▶ _DIRECTIONS_
In the material below, copy out word for word every line from the one containing "Task: mark the hummingbird's" through the last line of the material, including both ends.

──────── SUPPLIED MATERIAL

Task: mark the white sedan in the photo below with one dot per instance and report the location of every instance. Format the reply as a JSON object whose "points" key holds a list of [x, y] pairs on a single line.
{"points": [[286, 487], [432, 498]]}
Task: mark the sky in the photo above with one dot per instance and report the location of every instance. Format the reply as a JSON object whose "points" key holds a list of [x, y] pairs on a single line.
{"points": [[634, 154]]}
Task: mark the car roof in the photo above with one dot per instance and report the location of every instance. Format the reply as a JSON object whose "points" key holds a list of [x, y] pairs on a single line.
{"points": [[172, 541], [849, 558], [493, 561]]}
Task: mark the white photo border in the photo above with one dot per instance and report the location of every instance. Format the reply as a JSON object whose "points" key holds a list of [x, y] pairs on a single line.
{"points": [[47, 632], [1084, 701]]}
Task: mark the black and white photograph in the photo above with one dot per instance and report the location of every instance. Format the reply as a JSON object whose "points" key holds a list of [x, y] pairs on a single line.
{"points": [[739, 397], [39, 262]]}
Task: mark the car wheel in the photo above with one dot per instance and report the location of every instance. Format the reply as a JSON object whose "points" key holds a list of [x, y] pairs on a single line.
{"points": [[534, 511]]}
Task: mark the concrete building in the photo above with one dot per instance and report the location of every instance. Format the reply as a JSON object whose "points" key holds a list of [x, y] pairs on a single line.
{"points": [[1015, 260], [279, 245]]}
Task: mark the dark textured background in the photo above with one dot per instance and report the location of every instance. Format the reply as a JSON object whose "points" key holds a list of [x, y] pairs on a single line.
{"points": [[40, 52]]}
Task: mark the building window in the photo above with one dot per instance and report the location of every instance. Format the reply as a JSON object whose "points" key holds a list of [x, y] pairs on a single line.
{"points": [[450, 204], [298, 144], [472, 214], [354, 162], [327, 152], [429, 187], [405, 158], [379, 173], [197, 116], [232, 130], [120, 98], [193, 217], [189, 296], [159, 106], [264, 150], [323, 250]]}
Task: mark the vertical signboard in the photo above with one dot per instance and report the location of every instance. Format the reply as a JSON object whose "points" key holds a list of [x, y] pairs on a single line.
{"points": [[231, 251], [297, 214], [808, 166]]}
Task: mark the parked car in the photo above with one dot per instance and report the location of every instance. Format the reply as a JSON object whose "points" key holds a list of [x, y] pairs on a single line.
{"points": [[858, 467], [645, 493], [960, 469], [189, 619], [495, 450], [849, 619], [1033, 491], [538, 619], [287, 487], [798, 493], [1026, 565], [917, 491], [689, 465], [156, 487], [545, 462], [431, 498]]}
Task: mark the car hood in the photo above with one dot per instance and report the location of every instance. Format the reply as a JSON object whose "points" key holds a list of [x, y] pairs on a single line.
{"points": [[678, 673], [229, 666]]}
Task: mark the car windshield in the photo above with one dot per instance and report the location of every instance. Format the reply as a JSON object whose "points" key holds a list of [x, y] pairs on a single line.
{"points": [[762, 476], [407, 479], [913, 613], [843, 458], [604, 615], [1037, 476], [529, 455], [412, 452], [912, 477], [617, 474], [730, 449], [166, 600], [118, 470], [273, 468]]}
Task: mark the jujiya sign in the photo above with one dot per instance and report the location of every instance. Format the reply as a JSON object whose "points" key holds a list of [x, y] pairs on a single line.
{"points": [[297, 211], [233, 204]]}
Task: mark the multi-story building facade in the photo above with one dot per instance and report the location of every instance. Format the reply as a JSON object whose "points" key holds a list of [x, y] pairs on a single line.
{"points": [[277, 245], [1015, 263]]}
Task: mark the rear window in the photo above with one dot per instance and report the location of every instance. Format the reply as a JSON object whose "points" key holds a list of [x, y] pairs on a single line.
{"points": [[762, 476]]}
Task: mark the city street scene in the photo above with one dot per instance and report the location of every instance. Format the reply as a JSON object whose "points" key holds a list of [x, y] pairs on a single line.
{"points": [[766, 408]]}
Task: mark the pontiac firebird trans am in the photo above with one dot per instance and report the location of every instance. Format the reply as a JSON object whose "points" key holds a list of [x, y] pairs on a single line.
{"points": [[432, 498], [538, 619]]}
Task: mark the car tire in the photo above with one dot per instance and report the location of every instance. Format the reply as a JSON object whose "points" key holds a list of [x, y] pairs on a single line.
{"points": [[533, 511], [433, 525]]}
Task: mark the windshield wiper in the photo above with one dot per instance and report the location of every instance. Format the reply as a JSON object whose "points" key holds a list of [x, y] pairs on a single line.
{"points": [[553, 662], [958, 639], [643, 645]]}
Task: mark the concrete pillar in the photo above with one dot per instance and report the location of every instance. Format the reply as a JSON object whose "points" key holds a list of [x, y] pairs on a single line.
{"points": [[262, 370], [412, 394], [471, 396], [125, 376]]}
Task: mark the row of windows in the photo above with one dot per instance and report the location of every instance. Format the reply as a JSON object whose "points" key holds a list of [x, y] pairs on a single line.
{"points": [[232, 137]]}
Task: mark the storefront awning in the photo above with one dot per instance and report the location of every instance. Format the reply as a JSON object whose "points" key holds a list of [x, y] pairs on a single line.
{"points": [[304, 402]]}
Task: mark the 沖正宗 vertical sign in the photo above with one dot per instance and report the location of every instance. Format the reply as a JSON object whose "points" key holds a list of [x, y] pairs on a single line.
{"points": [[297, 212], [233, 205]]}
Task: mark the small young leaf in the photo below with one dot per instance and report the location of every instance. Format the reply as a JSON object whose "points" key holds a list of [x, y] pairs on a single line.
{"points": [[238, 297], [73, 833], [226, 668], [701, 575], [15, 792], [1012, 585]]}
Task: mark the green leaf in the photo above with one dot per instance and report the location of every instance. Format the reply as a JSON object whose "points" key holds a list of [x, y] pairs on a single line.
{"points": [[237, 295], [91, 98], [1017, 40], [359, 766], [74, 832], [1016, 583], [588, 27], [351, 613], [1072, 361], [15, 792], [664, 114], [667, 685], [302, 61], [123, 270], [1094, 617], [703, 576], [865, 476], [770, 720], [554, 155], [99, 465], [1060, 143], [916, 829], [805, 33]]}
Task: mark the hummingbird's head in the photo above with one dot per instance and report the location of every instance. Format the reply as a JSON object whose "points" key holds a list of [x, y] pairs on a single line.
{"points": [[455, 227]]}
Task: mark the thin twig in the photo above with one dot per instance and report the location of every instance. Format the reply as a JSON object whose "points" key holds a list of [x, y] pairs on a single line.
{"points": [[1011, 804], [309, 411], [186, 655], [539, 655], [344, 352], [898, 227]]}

────────────────

▶ _EXPECTED OUTPUT_
Task: mark the hummingbird's head in the photo above with one dot per instance and report the location of every instance. Format the reply as a JSON object whose "points" key holds a list of [x, y] pairs on a single line.
{"points": [[455, 227]]}
Task: mark the thin twig in the photo above with one dot per instance and report the location of every instance. Format the reply as a JSON object whose "points" key holds a list of [x, y] pairs on a single line.
{"points": [[1011, 804], [309, 411], [186, 655], [539, 655], [344, 352], [898, 227]]}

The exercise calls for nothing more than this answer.